● **MATERIAL FOR THIS EXERCISE**:
____

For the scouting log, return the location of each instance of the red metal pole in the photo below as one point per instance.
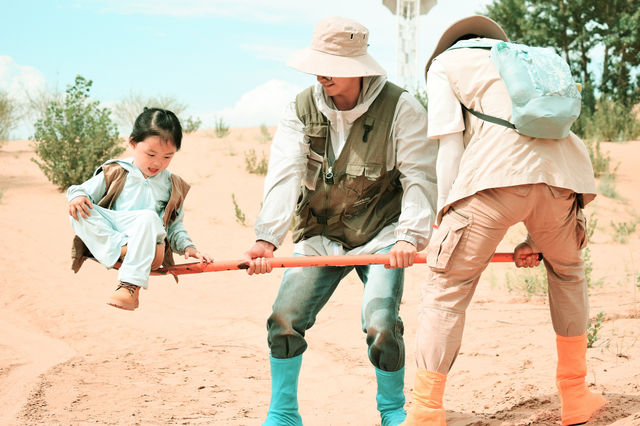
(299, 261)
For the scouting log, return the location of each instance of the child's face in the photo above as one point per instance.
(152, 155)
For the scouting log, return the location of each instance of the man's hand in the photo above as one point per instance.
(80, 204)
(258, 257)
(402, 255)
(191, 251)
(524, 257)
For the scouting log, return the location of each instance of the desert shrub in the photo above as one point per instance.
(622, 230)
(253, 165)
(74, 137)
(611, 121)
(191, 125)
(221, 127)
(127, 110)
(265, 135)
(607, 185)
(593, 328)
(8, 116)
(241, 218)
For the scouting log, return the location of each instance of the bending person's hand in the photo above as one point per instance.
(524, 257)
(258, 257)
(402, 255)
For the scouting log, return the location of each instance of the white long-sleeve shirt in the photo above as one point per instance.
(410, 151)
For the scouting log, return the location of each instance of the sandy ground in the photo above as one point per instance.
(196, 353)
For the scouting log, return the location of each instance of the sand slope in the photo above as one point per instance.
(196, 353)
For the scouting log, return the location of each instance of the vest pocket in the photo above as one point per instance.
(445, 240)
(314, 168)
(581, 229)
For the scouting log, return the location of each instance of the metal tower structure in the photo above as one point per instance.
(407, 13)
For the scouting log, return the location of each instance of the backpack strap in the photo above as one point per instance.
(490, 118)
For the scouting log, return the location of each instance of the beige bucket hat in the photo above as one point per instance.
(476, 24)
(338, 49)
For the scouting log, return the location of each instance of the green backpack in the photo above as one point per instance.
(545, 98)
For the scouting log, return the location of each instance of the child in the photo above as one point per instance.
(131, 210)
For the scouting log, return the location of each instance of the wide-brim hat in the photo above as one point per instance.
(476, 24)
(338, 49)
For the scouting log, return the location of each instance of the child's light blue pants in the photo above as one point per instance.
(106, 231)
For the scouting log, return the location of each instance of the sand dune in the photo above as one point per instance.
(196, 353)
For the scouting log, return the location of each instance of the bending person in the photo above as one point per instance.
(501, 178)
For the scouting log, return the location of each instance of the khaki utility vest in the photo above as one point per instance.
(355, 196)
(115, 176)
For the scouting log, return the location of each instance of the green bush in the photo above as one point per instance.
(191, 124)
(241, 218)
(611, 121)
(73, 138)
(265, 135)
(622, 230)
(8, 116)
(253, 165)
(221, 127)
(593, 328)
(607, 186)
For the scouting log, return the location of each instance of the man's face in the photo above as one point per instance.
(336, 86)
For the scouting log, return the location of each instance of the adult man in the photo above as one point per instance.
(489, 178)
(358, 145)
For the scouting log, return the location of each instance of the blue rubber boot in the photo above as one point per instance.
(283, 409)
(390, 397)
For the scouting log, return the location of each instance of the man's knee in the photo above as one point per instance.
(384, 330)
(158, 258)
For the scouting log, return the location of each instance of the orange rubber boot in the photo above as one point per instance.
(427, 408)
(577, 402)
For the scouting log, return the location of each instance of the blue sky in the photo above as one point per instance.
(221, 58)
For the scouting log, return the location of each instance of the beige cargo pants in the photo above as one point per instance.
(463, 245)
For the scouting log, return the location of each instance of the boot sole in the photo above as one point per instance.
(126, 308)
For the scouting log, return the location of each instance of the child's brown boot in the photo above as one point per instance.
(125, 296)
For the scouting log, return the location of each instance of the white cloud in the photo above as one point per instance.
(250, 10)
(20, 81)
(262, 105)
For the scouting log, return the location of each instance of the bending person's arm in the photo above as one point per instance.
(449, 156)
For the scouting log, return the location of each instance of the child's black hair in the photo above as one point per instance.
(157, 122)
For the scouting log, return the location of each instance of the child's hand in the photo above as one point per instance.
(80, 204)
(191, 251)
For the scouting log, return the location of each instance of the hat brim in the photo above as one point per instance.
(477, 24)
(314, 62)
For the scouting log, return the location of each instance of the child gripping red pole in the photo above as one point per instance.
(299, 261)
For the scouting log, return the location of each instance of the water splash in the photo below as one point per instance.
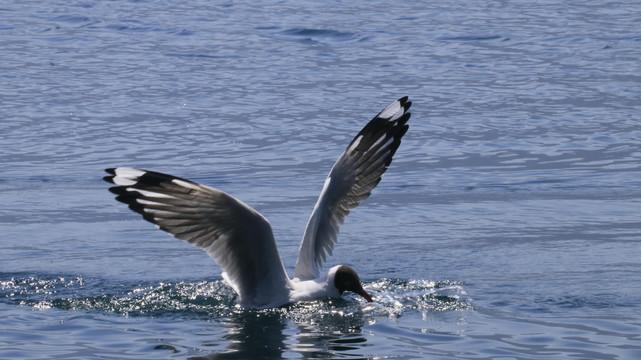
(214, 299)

____

● **WORK ORDER**:
Transcribe the records above verbatim. Do not carry over any picture.

● **WORKED SOLUTION**:
For the scouting log, return the location of each instance of the red metal pole in the photo below as one point per instance.
(299, 261)
For the scouting log, return the location of each instance of the child's face in the photo above as one point per instance.
(152, 155)
For the scouting log, return the location of each instance of the man's hand in the photo above as one point per instance.
(80, 204)
(258, 257)
(402, 255)
(191, 251)
(524, 257)
For the scouting log, return the location of each instance of the desert shrub in the photo above as one point per instance.
(622, 230)
(253, 165)
(74, 137)
(611, 121)
(191, 125)
(221, 127)
(127, 110)
(265, 135)
(607, 185)
(593, 328)
(8, 116)
(241, 218)
For the scouting log, return the location of each instance of the bending person's hand in the photo above as one point per instance.
(524, 257)
(258, 257)
(402, 255)
For the scouting log, return the location of each instance of the white long-sleeve shirt in the photo above as one point per instance.
(410, 151)
For the scouting log, return the location of each instance of the sandy ground in the photo above as one point per instance.
(196, 353)
For the scouting log, return the location of each instance of the sand slope in the photo above as one point per instance.
(196, 353)
For the scouting log, return the location of each instance of the vest pocket in the photo above as one point per instance.
(445, 240)
(314, 168)
(581, 229)
For the scouting log, return the location of each instance of the metal tower structure in the photo above as one point per instance.
(407, 13)
For the scouting log, return the location of each instance of the backpack strap in the photo above as one point per instance.
(490, 118)
For the scouting log, return the location of each instance of the beige bucket hat in the photo above as one point per instance.
(476, 24)
(338, 49)
For the scouting log, return the location of each instance of the green backpack in the photo above as one point per instance.
(545, 98)
For the scouting log, return the location of each instance of the child in the photo above as one point per instance.
(131, 210)
For the scouting log, return the location of each instance of the wide-brim hat in the photo above as one point per instance.
(476, 24)
(338, 49)
For the scouting log, return the location of each instance of the child's light blue pants in the photo above as one point per instance.
(106, 231)
For the scouting log, return the location of each instance of the sand dune in the photo above as one point per instance.
(196, 353)
For the scouting log, return the location of each instance of the bending person in the photo above as one point per instance.
(501, 178)
For the scouting log, return the location of each instance of the khaki utility vest in the photo above as one point per instance.
(355, 196)
(115, 176)
For the scouting log, return the location of each instance of the green bush in the photo above as one point per instance.
(191, 124)
(241, 218)
(611, 121)
(73, 138)
(265, 135)
(622, 230)
(8, 116)
(253, 165)
(221, 127)
(593, 328)
(607, 186)
For the scouting log, return the location of each instance of the man's face in the photo above as one point per instance.
(336, 86)
For the scouting log, return the location of each instance of the adult man in the photo above as one point per instance.
(489, 178)
(358, 145)
For the scouting log, return the location of each instance of the blue rubber boot in the photo above as one point per instance.
(283, 409)
(390, 397)
For the scouting log, return the location of each instance of the man's knee in the photo above as one point per instance.
(384, 330)
(158, 258)
For the scouting log, return the location of each instance of the orange rubber boot in the photo above as one point per instance.
(427, 408)
(577, 402)
For the scouting log, return the location of each instance of the blue sky in the photo above as one point per instance.
(221, 58)
For the scouting log, return the location of each instance of the beige cargo pants in the photo above as one point per instance.
(463, 245)
For the scouting log, return the location of each instance of the boot sole in the photo above as one point per instance.
(126, 308)
For the scouting log, return the location of each instance of the child's brown boot in the photo above as one point per instance.
(125, 296)
For the scouting log, return the location of each instance of the white cloud in the photo above as one point per instance.
(250, 10)
(20, 81)
(262, 105)
For the scouting log, return the location of each instance of the bending person's arm in the photo above as one point per instance.
(449, 156)
For the scouting log, return the location of each instance of the child's black hair in the photo above as one point per instance.
(157, 122)
For the scouting log, return the location of each instance of the child's hand in the photo above as one point per instance.
(80, 204)
(191, 251)
For the scouting log, return the location of each instance of the hat brim in the photo above as one point per instance.
(477, 24)
(314, 62)
For the scouting log, return the location of each instance of the child gripping red pole in the photo above as one point per instance.
(299, 261)
For the scouting log, return the location of each instance of the water splash in the photo below as one point per instance.
(214, 299)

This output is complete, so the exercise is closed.